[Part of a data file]
## begin

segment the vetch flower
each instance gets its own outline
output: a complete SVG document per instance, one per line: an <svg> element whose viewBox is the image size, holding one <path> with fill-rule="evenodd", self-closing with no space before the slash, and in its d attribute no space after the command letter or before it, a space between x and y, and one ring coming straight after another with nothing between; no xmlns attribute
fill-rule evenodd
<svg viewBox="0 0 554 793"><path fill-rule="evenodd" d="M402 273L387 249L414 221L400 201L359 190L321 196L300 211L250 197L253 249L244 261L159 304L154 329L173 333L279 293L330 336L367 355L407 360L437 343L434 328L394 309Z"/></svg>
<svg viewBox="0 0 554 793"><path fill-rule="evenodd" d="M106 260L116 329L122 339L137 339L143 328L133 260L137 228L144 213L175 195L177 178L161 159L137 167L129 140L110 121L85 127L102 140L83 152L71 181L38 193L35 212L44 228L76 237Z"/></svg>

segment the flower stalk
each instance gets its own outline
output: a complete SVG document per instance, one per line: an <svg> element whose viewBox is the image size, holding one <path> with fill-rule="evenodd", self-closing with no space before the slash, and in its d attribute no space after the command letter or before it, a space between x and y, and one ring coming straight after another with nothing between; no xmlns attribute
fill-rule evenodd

## end

Task to carry out: Lay out every row from the one containing "segment the flower stalk" down to the end of the rows as a Markdown table with columns No and Text, numbering each row and skipping blank ones.

Final result:
| No | Text |
|---|---|
| 1 | segment the flower stalk |
| 2 | each instance gets its own outline |
| 3 | output: a complete SVG document per instance, one per line: an <svg> element whose viewBox is the image size, holding one <path> with fill-rule="evenodd", self-closing with no space before the slash, and in its d attribute no space after the command letter or before it, a space between x and y, and one ring coming straight after another with nothing between; no xmlns attribute |
| 4 | fill-rule evenodd |